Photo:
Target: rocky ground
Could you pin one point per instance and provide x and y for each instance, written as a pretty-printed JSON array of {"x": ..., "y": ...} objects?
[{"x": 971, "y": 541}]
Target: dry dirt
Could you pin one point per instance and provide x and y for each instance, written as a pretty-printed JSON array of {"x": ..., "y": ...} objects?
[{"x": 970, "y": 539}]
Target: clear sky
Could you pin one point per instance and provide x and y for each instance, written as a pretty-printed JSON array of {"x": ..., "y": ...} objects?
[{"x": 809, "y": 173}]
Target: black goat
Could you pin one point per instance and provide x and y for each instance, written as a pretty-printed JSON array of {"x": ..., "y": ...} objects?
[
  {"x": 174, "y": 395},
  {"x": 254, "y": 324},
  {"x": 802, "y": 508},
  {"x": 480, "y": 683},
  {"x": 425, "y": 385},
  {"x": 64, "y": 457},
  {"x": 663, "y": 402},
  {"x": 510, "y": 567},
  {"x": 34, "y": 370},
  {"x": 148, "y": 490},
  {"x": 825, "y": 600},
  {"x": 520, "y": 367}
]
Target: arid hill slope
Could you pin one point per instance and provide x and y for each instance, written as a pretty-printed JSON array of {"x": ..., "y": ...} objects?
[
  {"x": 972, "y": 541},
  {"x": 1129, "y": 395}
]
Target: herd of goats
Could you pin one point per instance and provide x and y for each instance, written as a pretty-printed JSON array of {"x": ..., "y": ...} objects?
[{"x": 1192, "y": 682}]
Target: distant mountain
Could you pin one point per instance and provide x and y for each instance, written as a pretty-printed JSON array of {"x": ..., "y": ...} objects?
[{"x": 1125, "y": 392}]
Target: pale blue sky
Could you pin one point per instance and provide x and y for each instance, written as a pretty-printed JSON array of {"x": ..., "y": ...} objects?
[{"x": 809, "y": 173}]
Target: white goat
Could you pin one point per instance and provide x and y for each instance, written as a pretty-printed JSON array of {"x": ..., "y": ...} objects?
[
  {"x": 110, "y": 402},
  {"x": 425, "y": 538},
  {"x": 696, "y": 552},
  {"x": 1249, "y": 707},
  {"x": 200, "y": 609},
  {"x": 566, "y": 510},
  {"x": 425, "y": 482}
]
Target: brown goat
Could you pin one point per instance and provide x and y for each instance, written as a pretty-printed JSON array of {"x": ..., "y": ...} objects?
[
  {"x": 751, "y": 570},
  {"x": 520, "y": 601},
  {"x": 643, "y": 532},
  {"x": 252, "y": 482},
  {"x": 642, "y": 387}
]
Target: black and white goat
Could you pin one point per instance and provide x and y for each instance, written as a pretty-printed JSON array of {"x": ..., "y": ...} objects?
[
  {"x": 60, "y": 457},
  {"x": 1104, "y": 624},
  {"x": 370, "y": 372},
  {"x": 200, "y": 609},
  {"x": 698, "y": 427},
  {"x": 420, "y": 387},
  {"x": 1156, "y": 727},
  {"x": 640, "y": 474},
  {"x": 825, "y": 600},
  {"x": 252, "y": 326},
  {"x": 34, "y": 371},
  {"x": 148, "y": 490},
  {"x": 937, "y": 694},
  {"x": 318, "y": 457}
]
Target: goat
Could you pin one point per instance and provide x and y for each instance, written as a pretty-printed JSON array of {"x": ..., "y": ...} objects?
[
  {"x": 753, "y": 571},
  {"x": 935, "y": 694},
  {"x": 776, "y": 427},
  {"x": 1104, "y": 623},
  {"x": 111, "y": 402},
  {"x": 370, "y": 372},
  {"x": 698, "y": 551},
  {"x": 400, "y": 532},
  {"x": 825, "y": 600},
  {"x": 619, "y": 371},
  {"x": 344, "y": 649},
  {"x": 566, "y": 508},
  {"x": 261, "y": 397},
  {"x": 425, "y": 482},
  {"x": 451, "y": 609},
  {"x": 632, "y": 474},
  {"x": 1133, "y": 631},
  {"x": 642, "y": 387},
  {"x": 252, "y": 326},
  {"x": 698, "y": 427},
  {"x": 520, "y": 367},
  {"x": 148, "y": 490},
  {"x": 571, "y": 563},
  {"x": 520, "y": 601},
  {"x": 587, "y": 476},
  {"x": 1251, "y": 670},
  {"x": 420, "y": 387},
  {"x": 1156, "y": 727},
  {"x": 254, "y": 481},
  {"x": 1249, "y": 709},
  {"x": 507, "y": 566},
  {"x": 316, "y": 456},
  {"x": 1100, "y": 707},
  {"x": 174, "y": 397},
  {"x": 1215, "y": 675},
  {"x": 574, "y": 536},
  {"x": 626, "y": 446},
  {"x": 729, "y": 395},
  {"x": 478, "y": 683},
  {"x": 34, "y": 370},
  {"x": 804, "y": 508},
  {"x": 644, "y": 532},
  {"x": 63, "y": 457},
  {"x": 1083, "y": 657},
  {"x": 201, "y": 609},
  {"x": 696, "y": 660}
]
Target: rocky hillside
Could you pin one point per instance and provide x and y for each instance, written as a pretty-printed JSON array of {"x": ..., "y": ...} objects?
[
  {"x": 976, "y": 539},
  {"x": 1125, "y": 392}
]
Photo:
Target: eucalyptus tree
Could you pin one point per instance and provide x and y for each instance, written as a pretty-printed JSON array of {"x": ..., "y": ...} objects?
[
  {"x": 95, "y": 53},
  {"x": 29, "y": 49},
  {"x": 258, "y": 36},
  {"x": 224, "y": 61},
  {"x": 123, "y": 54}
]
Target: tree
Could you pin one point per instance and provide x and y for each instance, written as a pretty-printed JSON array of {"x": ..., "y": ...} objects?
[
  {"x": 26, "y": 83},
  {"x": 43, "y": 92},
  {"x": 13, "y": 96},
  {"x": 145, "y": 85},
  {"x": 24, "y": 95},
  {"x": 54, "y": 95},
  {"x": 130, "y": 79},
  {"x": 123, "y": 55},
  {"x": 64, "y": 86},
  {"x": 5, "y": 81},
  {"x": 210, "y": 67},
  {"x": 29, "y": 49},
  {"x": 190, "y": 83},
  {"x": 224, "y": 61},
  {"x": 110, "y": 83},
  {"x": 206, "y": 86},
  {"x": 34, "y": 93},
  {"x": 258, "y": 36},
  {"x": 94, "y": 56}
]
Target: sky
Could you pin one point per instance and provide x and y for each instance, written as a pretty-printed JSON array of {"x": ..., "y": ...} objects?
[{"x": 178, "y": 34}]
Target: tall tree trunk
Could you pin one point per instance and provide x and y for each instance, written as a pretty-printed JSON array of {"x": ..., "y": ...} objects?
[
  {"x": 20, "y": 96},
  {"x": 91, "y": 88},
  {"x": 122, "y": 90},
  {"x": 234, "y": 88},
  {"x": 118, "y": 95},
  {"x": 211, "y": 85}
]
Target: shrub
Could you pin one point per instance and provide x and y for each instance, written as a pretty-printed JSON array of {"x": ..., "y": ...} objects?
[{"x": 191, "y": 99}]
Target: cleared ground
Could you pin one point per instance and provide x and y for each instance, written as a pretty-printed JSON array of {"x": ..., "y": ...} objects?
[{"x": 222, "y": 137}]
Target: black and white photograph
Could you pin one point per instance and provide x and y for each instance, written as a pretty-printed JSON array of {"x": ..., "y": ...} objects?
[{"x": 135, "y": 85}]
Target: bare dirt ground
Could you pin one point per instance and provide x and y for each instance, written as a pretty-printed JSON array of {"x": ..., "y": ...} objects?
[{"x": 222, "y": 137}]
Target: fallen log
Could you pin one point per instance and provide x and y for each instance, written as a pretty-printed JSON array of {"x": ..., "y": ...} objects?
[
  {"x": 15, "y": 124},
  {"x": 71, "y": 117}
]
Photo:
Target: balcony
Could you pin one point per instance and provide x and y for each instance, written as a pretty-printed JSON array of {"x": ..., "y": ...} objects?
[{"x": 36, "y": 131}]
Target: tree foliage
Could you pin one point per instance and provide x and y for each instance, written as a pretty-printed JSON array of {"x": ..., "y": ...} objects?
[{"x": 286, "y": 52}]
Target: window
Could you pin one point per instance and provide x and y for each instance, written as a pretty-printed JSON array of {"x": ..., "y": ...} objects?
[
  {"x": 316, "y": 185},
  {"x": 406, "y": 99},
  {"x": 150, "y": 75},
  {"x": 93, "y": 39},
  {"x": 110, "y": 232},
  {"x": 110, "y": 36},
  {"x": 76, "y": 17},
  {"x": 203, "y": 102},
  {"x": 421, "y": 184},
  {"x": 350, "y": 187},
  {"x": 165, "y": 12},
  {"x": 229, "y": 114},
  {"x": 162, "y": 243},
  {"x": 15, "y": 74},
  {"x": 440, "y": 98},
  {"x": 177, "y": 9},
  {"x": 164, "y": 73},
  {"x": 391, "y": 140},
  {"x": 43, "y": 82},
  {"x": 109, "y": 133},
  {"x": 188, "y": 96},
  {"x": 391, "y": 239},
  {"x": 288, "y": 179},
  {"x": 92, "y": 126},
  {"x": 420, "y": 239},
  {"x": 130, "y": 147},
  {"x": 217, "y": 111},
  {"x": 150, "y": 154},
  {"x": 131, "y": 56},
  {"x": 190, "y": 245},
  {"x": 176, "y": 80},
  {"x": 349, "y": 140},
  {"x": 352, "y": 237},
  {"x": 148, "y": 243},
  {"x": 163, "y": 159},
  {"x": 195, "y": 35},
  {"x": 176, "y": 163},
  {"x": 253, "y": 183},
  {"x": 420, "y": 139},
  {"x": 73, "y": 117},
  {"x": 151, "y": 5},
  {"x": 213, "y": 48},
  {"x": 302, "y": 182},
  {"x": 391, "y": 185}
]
##############################
• _What to do_: Which lines in the listing contain the string "black" with matching case? Find each one and copy it in full.

• _Final result_:
Target: black goat
Target: black and white goat
Target: black and white photograph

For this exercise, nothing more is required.